- GIVEN TEXT -

★ ★ ★ ★ ★ ★ ★

For subjects like math or computer science, students will often think up an alternative solution for solving the problem, often times thinking they “outsmarted” the teacher figuring out this alternative solution. Then they use it either because they are proud they thought of an alternative “nobody” has thought of before, or because it is easier for a small subset of problems.

alternative solutions

While thinking up alternative solutions is important towards the advancement of these subjects, folks who are new to a subject will generally think inferior solutions (e.g. is only easier some of the time) or one that only works with a subset of the problems.

This isn’t always the case, but they are new to the subject! There is very little likelihood they will make breakthrough research before folks who are already established in the field.

illegal methods

Everyone has to learn math. This experience is so common it has become a meme. I’m sure most folks who are reading this blog have felt the same at some point. I certainly have myself.

Not just math

As a professional software engineer I am most in tune to seeing this when it comes to, well… software engineering work.

Experienced engineers will get stuck in their ways and often not take time to understand new solutions. New engineers (and beginners to coding) on the other hand will think they have outsmarted what their teachers and seniors have told them by completely reinventing the wheel or using a method that is easier in the short term, but much harder in the long term.

Telling these engineers the best way to do something is X is not enough. You can give every reason under the sun why a certain method is better, but this is generally not convincing enough. The new engineer will be resentful their way is not considered more. The old engineer will say this is the way it’s always been done.

★ ★ ★ ★ ★ ★ ★

- SET PROBLEM -
In the text about students' alternative solutions, what do experienced engineers often not take time to do?

- DATA EXCERPT -
★ ★ ★ ★ ★ ★ ★

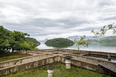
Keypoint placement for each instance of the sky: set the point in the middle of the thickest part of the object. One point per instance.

★ ★ ★ ★ ★ ★ ★

- WORKED SOLUTION -
Understand new solutions.